> **STATED PROBLEM**
Copy out verbatim the part of the records running from the line containing "glow --coords pixels" down to the line containing "[[[12,25],[119,66],[204,68],[330,107],[430,78],[432,1],[1,0]]]", including both of those lines.

[Stored items]
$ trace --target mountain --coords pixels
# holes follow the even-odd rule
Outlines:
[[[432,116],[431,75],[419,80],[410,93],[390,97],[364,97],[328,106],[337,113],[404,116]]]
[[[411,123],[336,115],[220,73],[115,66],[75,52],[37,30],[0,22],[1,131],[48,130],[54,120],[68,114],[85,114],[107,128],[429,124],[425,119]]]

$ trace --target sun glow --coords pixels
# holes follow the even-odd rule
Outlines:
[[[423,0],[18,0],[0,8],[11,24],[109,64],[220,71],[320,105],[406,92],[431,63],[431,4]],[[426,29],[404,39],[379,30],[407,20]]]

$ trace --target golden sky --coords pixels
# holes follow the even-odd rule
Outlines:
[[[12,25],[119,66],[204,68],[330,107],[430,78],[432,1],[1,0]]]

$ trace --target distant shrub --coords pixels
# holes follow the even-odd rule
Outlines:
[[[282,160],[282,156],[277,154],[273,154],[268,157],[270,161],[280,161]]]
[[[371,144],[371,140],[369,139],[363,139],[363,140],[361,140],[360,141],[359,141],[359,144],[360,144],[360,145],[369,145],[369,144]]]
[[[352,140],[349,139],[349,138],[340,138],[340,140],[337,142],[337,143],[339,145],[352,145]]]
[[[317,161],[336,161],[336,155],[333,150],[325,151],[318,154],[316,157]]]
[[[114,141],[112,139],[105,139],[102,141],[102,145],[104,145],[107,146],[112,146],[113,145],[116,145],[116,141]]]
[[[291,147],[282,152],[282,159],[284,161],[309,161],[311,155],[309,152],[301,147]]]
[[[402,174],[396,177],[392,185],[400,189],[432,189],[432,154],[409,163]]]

...

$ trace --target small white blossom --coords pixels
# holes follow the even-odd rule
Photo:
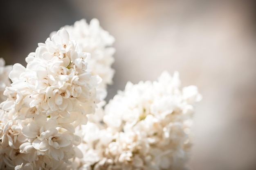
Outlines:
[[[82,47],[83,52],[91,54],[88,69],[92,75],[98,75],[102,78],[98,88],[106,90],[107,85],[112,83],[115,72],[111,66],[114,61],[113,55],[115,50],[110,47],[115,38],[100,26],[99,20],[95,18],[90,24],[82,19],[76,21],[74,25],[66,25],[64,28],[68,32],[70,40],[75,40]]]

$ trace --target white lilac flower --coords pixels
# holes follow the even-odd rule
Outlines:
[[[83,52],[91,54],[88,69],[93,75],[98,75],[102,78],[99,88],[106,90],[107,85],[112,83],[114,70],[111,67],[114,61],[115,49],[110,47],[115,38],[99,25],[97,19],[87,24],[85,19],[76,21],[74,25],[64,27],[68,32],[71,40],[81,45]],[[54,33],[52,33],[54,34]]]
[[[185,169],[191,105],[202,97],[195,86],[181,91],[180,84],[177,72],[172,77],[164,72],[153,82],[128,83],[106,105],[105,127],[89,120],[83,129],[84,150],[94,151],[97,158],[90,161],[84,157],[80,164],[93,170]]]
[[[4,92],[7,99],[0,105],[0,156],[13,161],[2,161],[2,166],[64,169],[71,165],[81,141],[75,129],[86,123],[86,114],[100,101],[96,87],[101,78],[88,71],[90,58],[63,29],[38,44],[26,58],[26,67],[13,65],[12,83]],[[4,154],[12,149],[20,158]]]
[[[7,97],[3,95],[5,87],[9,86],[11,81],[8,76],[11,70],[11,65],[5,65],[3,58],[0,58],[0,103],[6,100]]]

> **WORKED ANSWER**
$ trace --target sun glow --coords pixels
# holes follow the even-odd rule
Outlines:
[[[423,0],[18,0],[0,8],[11,24],[109,64],[220,71],[320,105],[406,92],[431,63],[431,4]],[[426,29],[404,39],[379,30],[407,20]]]

$ trace --target golden sky --coords pixels
# holes follow the even-odd rule
Outlines:
[[[12,25],[119,66],[204,68],[330,107],[430,78],[432,1],[1,0]]]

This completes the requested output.